> [Goal of the exercise]:
I would like you to restate each record word for word.

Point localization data

◇ ◇ ◇ ◇ ◇

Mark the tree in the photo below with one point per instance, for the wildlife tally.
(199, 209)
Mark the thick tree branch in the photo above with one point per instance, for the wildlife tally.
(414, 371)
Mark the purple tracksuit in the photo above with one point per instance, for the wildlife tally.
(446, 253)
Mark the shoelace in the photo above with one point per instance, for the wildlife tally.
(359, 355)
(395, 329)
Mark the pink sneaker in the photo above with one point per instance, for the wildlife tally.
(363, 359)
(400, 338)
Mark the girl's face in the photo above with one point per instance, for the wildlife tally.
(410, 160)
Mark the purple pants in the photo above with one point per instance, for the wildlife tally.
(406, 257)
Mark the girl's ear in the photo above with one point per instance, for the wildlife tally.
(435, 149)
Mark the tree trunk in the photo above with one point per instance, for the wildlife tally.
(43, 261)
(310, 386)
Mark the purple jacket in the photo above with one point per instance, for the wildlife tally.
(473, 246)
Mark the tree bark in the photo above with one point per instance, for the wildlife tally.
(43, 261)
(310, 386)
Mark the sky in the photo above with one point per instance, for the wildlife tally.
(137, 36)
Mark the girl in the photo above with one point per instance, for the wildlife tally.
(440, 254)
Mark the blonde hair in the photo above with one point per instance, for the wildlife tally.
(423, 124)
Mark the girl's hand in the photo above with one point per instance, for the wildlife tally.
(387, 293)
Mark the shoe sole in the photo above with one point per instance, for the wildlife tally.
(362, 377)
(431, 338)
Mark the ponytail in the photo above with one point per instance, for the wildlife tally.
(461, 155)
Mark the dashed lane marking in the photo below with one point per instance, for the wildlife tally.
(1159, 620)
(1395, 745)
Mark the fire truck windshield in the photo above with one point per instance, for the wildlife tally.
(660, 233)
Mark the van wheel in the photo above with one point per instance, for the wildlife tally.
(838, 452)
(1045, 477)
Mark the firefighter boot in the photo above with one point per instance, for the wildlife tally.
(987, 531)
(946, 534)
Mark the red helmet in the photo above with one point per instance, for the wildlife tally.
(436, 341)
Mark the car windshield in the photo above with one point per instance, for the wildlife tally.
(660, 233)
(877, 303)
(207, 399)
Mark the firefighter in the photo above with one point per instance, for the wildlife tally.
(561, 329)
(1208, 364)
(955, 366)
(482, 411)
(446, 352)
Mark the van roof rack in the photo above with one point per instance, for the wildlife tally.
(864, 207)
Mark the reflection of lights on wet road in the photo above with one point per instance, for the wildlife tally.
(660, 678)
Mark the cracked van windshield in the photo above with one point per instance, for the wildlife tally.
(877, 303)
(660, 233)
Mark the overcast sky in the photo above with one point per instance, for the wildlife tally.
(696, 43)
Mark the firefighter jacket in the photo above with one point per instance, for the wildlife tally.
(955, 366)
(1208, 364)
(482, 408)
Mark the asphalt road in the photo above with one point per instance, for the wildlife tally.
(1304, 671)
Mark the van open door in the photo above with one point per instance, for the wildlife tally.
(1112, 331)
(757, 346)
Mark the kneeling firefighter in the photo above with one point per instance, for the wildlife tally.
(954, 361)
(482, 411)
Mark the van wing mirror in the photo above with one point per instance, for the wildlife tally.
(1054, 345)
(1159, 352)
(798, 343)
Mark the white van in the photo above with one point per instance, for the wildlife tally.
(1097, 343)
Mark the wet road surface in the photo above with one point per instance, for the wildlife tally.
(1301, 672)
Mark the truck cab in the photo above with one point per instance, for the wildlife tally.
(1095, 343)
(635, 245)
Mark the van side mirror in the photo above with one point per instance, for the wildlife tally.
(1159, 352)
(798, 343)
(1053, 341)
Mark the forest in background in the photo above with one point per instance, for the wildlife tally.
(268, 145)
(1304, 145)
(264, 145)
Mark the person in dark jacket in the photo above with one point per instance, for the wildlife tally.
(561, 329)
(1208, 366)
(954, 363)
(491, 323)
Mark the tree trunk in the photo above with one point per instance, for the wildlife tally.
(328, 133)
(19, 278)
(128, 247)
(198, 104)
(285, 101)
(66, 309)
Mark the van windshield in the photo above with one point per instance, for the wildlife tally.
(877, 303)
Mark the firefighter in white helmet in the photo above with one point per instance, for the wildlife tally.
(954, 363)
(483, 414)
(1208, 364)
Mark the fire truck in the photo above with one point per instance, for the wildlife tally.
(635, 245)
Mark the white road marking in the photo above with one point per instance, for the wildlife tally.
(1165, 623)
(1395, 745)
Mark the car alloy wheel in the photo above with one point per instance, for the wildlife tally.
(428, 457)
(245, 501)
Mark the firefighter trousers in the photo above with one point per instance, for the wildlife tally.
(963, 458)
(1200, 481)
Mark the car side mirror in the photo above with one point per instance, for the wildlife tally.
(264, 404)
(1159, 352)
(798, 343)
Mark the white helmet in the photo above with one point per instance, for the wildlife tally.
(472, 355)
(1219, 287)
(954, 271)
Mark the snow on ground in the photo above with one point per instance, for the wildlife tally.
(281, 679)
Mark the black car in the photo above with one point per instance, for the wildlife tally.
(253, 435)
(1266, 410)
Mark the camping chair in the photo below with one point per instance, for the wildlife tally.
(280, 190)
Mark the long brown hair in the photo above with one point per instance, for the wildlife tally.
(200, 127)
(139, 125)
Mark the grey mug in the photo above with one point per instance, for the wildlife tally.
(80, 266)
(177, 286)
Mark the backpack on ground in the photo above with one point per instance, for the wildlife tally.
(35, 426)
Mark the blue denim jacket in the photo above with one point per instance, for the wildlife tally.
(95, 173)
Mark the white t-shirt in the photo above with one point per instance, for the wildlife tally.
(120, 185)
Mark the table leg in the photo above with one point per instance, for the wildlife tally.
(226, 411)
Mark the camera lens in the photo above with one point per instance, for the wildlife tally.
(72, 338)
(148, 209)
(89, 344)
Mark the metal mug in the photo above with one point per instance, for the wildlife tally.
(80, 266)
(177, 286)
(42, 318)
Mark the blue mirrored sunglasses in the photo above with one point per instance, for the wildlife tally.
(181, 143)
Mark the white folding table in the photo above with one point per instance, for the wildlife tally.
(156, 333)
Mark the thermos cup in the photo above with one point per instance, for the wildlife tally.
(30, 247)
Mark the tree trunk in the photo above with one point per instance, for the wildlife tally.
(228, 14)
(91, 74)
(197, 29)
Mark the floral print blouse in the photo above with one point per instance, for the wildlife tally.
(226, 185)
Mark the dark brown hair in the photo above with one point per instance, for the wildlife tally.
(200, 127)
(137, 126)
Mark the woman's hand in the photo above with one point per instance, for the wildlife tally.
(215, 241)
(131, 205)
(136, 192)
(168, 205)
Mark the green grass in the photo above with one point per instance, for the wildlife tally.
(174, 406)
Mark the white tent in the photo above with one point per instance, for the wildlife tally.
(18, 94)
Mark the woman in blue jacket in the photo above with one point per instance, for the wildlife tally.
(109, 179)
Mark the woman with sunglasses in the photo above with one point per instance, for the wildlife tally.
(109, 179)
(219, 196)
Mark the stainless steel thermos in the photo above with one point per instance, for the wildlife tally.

◇ ◇ ◇ ◇ ◇

> [Finished task]:
Mark the tree in the photo below with one point per instance, for the wildlife tally.
(199, 209)
Mark the thick tree branch in the photo above with one point per instance, for the wildlife tally.
(414, 371)
Mark the purple tracksuit in the photo above with one point per instance, for the wildlife tally.
(446, 253)
Mark the shoelace in the photo above with one point per instance, for the wildlife tally.
(359, 355)
(395, 329)
Mark the pink sneaker in the photo above with one point per instance, for the wildlife tally.
(363, 359)
(400, 338)
Mark the girl's face in the photo above with one point per instance, for the wildlife tally.
(410, 160)
Mark the purple pants in the photo above with one point per instance, for the wildlife tally.
(406, 257)
Mark the girl's ear in the photo above with one point per instance, for the wildlife tally.
(435, 149)
Mark the tree trunk in the photo above with one point per instance, for the wildlife tally.
(43, 261)
(310, 386)
Mark the purple jacket in the photo above with one point per instance, for the wildlife tally.
(473, 246)
Mark the tree bark in the photo above with one point per instance, for the wildlife tally.
(43, 261)
(310, 386)
Mark the sky in the photo above with one point per instance, for the wildlife tally.
(137, 36)
Mark the girl in the photo above with one point per instance, for the wildlife tally.
(440, 254)
Mark the blonde hair in the photo above with one point per instance, for the wildlife tally.
(423, 124)
Mark the girl's hand in the photo above with one point per instance, for the wildlife tally.
(387, 293)
Mark the shoe sole in the photo above with one point per instance, for the wildlife tally.
(362, 377)
(431, 338)
Mark the ponytail in the photo above with one point per instance, for the wildlife tally.
(461, 155)
Mark the dashed lane marking in the photo below with one point per instance, for the wildlife tally.
(1159, 620)
(1395, 745)
Mark the fire truck windshield in the photo above with one point per instance, for the wildlife tally.
(660, 233)
Mark the van wheel in the photo above with one point per instance, for the wildlife tally.
(838, 452)
(1045, 477)
Mark the firefighter boot in the photo above with one point per instance, for the wildlife tally.
(987, 531)
(946, 534)
Mark the red helmet in the photo above with one point per instance, for the wildlife tally.
(436, 341)
Mark the car windshield in the photo above with one point per instance, for the wildlife tally.
(660, 233)
(877, 303)
(207, 399)
Mark the firefighter in the photo above with one point per instance, for the wildlife tally.
(561, 329)
(1208, 364)
(955, 366)
(482, 411)
(446, 352)
Mark the van roof rack in the photo above with one point per instance, for the wildlife tally.
(864, 207)
Mark the reflection of lights on wet road in the photo above with one point per instance, for the wildlife tally.
(660, 678)
Mark the cracked van windshield in the photo above with one point per instance, for the wildlife tally.
(877, 303)
(660, 233)
Mark the overcast sky in the photo above with one point per instance, for the wildlife tally.
(696, 43)
Mark the firefighter jacket in the photo above with one point per instance, for the wildlife tally.
(955, 366)
(1208, 364)
(482, 408)
Mark the asphalt road in the photo above with one point per instance, for the wildlife tally.
(1304, 671)
Mark the van open door in the photo above with one point per instance, for the wildlife tally.
(1112, 331)
(757, 346)
Mark the kneeling firefighter in the photo above with one point per instance, for the wildlife tally.
(954, 361)
(482, 411)
Mark the van wing mirror in the photo above with one point per instance, for the wildlife tally.
(1054, 345)
(1159, 352)
(798, 343)
Mark the white van in the photo above with one point per instance, for the wildlife tally.
(1097, 343)
Mark the wet road surface in the photo above with one point per instance, for the wildlife tally.
(1301, 672)
Mark the truck cab in the photo above with one point per instance, for the wildlife tally.
(1095, 343)
(635, 245)
Mark the van side mirror in the photo above with one point per instance, for the wildlife tally.
(1159, 352)
(798, 343)
(1053, 341)
Mark the forest in background in the photo above with one point per instance, for the wildlife tally.
(268, 145)
(1304, 145)
(264, 145)
Mark the person in dark jacket in the photo above with one point per instance, for the wildlife tally.
(561, 329)
(1208, 366)
(954, 363)
(491, 323)
Mark the tree trunk in the photo above with one point per instance, for the wildlife tally.
(328, 133)
(19, 278)
(128, 247)
(198, 104)
(285, 101)
(66, 309)
Mark the van windshield in the photo above with one point per instance, for the wildlife tally.
(877, 303)
Mark the firefighter in white helmet in the photo above with one point per instance, for the wildlife tally.
(954, 363)
(483, 414)
(1208, 364)
Mark the fire truck in the photo above with one point per instance, for the wildlife tally.
(635, 245)
Mark the white road marking in the photo above with one point per instance, for the wildlife tally.
(1165, 623)
(1395, 745)
Mark the car alloy wheel in the photo above with one point per instance, for the wildlife tally.
(428, 457)
(245, 501)
Mark the firefighter trousers in the photo above with one point per instance, for the wildlife tally.
(963, 458)
(1200, 481)
Mark the car side mirror in the photo above with one point per instance, for the wildlife tally.
(264, 404)
(1159, 352)
(798, 343)
Mark the white helmet in the photo above with one point per instance, for the wildlife tally.
(472, 355)
(1219, 287)
(954, 271)
Mark the snow on ground in the photo above with one point per instance, for the wildlife tally.
(281, 679)
Mark the black car in the photo above with one point per instance, for the wildlife tally.
(253, 435)
(1266, 410)
Mark the camping chair in the photo below with one point per instance, for the wildlife tally.
(280, 190)
Mark the long brown hair in the photo above with one point per instance, for the wildlife tally.
(200, 127)
(139, 125)
Mark the grey mug in the photo above with one point per instance, for the wildlife tally.
(80, 266)
(177, 286)
Mark the backpack on ground in the photo above with one point per instance, for the wildlife tally.
(35, 426)
Mark the blue denim jacket in the photo above with one point per instance, for the wildlife tally.
(95, 173)
Mark the white t-shirt in the photo above with one point per instance, for the wildlife tally.
(120, 185)
Mark the table leg in the photo above with one point per instance, for the wildlife tally.
(226, 411)
Mark the camera lens in the photo above with one point per instance, for the wildlife tally.
(72, 338)
(148, 209)
(89, 344)
Mark the metal mug in the photo above with one point per instance, for the wildlife tally.
(80, 266)
(177, 286)
(42, 318)
Mark the blue mirrored sunglasses in the photo above with one point per instance, for the wildlife tally.
(181, 143)
Mark the white folding table in the photo above with one point per instance, for the wildlife tally.
(156, 333)
Mark the thermos cup in the photo above with one point per instance, for the wildlife tally.
(30, 247)
Mark the tree trunk in the photo above with one point per instance, for the wildlife tally.
(228, 14)
(91, 74)
(197, 29)
Mark the floral print blouse in the photo above with one point per instance, for the wildlife tally.
(226, 185)
Mark the dark brown hair in the photo above with one point per instance, for the wildlife tally.
(200, 127)
(137, 126)
Mark the woman's hand in the photo above with one point per instance, for the wildlife tally.
(215, 241)
(131, 205)
(136, 192)
(168, 205)
Mark the green grass in the photo above with one point per instance, for the wildlife tally.
(174, 406)
Mark the white tent in the photo above with one point per instance, for the wildlife tally.
(18, 94)
Mark the woman in blue jacket in the photo above with one point per instance, for the wildlife tally.
(109, 179)
Mark the woman with sunglasses in the photo above with one point per instance, for the wildlife tally.
(109, 179)
(219, 196)
Mark the stainless steel thermos in the photo above with one point per instance, for the wildlife tally.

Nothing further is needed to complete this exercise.